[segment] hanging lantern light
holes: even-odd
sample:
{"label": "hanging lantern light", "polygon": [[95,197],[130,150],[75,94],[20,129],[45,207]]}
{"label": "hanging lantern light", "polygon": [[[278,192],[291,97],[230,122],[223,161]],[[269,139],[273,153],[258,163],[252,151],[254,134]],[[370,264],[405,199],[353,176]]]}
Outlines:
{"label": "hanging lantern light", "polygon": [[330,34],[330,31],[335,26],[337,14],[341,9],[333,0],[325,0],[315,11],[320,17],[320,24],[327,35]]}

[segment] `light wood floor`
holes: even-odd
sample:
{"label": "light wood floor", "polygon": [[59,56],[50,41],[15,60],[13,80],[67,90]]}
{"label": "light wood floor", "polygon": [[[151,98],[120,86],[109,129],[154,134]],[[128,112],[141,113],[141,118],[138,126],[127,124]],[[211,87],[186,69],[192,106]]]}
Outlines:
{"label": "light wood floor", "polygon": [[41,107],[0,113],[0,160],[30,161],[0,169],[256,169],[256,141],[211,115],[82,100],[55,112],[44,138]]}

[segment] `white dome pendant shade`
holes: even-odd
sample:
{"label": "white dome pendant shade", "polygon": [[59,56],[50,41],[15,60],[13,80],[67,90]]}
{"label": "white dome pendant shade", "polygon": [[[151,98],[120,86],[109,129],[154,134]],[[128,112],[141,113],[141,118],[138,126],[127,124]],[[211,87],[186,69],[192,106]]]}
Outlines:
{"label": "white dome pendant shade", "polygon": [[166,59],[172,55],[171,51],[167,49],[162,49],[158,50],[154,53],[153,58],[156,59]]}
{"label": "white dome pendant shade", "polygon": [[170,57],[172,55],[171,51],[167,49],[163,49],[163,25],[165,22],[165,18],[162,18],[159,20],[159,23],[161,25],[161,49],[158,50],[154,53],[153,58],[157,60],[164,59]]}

┄┄┄┄┄┄┄┄┄┄┄┄┄┄┄┄┄┄┄┄

WORK TO DO =
Pick out each line in the listing above that contains the word "lantern" and copy those lines.

SOLUTION TO THE EXERCISE =
[segment] hanging lantern light
{"label": "hanging lantern light", "polygon": [[95,197],[130,150],[75,94],[20,129],[45,207]]}
{"label": "hanging lantern light", "polygon": [[[278,192],[291,97],[230,122],[223,161]],[[269,139],[273,153],[258,163],[252,151],[254,134]],[[370,264],[405,199],[353,176]]]}
{"label": "hanging lantern light", "polygon": [[330,34],[330,31],[335,26],[337,14],[341,9],[333,0],[325,0],[315,11],[320,17],[320,24],[327,35]]}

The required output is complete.